Set task => Extract each line of the data below that contains the word "green", reproducing every such line in full.

Dataset excerpt =>
═══
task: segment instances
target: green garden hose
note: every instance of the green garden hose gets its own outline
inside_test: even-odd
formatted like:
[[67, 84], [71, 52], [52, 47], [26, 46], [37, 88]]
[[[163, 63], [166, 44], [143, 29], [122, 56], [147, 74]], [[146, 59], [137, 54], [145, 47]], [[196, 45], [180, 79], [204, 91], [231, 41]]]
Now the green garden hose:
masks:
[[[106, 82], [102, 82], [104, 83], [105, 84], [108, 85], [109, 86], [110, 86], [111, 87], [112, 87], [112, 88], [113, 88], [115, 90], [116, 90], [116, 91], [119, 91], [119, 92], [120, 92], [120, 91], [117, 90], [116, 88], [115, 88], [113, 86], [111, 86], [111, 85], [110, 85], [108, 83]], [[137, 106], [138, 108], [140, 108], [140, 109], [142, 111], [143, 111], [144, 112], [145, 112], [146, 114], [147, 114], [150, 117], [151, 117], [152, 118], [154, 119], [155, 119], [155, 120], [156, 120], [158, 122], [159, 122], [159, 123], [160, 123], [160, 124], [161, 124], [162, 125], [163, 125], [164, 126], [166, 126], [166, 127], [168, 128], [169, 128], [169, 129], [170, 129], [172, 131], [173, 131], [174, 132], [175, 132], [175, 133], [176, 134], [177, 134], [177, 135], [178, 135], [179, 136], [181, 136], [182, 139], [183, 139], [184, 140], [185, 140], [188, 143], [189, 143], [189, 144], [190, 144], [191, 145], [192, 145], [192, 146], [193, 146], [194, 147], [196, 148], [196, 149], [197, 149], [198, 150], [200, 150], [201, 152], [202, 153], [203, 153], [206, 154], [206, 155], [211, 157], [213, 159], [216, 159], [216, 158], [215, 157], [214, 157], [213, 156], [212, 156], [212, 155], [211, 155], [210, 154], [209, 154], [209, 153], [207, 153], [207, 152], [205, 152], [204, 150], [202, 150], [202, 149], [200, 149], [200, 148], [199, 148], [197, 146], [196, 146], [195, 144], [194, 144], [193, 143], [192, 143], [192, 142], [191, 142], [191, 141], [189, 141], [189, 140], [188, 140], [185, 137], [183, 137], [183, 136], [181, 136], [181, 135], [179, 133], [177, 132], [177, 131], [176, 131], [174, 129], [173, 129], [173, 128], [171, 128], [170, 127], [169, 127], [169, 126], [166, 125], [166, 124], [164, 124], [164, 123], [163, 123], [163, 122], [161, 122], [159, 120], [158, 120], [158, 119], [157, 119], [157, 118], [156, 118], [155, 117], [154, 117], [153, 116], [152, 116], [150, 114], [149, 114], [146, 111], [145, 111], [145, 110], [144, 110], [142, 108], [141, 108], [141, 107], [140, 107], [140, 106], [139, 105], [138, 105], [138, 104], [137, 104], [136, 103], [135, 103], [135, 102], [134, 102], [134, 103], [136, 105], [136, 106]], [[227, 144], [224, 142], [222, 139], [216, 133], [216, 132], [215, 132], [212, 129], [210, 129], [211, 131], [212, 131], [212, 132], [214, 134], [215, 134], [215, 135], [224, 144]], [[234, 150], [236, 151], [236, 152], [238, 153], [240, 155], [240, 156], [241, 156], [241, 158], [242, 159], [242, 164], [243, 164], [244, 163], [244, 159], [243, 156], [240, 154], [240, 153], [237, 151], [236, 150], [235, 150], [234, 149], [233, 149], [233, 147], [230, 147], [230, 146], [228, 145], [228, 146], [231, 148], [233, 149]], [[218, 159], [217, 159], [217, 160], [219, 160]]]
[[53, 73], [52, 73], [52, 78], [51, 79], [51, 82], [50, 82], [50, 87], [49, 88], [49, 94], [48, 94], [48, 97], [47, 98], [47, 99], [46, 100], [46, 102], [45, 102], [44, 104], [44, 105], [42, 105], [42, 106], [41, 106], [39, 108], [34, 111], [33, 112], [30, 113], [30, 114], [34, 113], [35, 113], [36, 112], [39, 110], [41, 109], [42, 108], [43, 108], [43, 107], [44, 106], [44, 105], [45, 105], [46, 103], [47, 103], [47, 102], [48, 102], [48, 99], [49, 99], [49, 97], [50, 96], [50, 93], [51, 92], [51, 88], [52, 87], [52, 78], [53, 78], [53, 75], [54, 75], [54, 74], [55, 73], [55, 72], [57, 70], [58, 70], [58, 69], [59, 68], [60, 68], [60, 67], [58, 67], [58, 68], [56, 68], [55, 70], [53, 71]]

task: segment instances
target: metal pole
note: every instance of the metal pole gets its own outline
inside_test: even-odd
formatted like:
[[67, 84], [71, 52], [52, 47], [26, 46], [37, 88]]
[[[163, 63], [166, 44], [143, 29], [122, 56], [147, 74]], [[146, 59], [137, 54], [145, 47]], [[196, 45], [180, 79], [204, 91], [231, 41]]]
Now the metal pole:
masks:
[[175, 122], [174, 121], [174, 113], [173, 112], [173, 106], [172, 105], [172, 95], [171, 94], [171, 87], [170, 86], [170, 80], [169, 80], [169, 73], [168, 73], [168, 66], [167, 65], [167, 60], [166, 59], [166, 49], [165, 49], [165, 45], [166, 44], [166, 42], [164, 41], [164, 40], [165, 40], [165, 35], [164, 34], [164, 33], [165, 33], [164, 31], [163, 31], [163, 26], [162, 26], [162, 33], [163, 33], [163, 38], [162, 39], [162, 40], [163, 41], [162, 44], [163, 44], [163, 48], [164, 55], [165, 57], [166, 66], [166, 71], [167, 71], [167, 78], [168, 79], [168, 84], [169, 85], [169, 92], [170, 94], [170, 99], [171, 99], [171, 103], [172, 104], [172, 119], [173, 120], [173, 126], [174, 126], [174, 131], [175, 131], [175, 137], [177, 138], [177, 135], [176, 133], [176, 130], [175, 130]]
═══
Correct result =>
target: green garden hose
note: every instance of the green garden hose gets its own outline
Now the green garden hose:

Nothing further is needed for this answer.